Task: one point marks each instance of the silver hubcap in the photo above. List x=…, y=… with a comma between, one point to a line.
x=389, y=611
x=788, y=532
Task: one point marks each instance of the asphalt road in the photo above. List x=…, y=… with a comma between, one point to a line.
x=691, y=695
__________________________________________________
▶ [SHORT TASK]: Copy out the lines above word for word.

▶ [SOLUTION TO THIS TASK]:
Task: one point marks each instance of the silver hubcap in the photo above. List x=…, y=… with a comma between, one point to a line.
x=389, y=611
x=788, y=532
Task: one point marks each instance of the asphalt road in the photo above. List x=…, y=… with a comma between, one point to a line.
x=691, y=695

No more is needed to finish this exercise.